Security and Issuer.
 
Although the Reporting Person identified in Item 2 beneficially owns shares of the Class B Common Stock as well as the 9.0% senior notes of Blockbuster Inc., a Delaware corporation (the “Issuer”), this Statement on Schedule 13D (this “Schedule”) relates only to the Class A shares of Common Stock of the Issuer.  The address of the principal executive office of the Issuer is 1201 Elm Street, Dallas, Texas 75270.
 
Item 2.
Identity and Background.
 
(a)           This Schedule is being filed by Mark J. Wattles (the “Reporting Person”), an individual who beneficially owns the Class A Common Stock through Wattles Capital Management, LLC, a Delaware limited liability company (“WCM”) and HKW Trust, a trust organized under the laws of the State of Nevada (the “Trust”).  Mr. Wattles is the sole member and manager of WCM and owns 100% of its membership interests.  Mr. Wattles is the settlor and sole trustee of the Trust and exercises sole discretion over the Trust pursuant to the terms and conditions set forth in the Trust instrument.
 
(b)          The business address of Mr. Wattles and WCM is 321 W. 84th Avenue, Suite A, Thornton, CO 80260, 303-801-4003.  The business address of the Trust is 7945 W. Sahara Ave., Suite 205, Las Vegas, NV 89117.

Set problem 1:
Using the Schedule 13D text, decide whether each statement agrees with it. Answer yes or no for each, and quote the words that settle it.
(a) The Issuer is a Delaware corporation.
(b) The Trust is organized under Colorado law.
(c) Mr. Wattles holds all of the membership interests in WCM.
Set problem 2:
Where is the Issuer's principal executive office, according to the Schedule 13D text?
Set problem 3:
Rewrite the Schedule 13D text from "(b)          The business address" up to and including "Vegas, NV 89117.", putting "Denver" wherever "Thornton" appears.
Answer from the Schedule 13D text alone.

Recorded data:
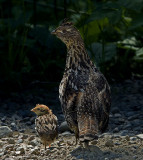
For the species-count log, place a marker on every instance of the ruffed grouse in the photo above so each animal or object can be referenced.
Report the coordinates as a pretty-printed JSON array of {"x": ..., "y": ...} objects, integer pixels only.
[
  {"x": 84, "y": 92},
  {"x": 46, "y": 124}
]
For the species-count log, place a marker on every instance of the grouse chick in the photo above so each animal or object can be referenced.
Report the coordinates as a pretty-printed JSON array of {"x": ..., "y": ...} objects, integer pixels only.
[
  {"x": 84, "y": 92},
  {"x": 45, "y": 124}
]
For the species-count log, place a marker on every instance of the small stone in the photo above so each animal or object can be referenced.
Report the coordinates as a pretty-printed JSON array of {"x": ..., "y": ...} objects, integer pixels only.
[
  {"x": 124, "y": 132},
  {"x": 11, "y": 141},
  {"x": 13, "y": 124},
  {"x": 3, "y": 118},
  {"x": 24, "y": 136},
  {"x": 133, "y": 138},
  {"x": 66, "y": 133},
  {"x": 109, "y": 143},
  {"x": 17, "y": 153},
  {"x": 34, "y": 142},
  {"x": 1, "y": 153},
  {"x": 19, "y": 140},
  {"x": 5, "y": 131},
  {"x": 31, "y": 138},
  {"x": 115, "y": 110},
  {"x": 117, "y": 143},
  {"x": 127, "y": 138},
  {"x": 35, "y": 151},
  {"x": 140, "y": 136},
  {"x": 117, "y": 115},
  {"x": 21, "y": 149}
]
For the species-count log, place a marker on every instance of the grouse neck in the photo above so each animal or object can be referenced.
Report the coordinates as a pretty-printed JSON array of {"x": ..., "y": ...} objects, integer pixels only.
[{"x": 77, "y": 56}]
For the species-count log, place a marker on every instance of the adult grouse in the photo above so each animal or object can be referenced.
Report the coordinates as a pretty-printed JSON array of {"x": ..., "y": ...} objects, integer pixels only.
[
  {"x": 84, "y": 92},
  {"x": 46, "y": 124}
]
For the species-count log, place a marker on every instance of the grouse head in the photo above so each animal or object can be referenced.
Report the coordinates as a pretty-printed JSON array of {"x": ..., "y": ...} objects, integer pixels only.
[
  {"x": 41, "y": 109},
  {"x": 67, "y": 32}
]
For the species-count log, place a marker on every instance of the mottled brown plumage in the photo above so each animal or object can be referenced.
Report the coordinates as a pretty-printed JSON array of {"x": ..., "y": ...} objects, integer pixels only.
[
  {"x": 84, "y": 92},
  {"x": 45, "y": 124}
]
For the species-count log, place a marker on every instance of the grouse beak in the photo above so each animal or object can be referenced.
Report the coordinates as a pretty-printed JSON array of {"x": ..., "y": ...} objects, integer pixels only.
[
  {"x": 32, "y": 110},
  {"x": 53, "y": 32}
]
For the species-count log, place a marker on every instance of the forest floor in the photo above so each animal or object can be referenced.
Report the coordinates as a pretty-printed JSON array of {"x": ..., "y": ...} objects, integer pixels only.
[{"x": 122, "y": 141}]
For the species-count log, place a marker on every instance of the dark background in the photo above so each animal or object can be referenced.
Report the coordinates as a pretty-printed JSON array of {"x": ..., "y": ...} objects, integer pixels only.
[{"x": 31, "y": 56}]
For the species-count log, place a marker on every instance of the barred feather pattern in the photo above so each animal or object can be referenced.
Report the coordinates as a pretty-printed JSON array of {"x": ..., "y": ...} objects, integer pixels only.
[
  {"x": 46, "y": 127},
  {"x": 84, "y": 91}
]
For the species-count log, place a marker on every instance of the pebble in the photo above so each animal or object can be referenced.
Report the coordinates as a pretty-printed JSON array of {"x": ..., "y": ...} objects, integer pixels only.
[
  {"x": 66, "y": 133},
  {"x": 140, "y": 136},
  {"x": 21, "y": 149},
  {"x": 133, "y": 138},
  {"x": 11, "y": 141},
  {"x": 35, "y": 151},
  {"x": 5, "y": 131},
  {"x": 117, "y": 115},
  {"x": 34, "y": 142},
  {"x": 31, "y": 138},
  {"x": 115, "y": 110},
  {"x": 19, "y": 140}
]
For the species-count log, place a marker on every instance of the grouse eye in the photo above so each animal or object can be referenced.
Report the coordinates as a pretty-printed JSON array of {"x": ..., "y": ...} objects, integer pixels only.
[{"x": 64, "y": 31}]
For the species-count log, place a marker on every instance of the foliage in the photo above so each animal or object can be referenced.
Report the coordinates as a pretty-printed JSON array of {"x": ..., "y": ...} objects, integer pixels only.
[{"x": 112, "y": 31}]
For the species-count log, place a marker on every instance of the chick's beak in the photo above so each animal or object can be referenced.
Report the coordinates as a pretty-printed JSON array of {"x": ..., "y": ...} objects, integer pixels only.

Expected answer 1:
(a) Yes: "Blockbuster Inc., a Delaware corporation"
(b) No: "a trust organized under the laws of the State of Nevada"
(c) Yes: "owns 100% of its membership interests"

Expected answer 2:
1201 Elm Street, Dallas, Texas 75270.

Expected answer 3:
(b)          The business address of Mr. Wattles and WCM is 321 W. 84th Avenue, Suite A, Denver, CO 80260, 303-801-4003.  The business address of the Trust is 7945 W. Sahara Ave., Suite 205, Las Vegas, NV 89117.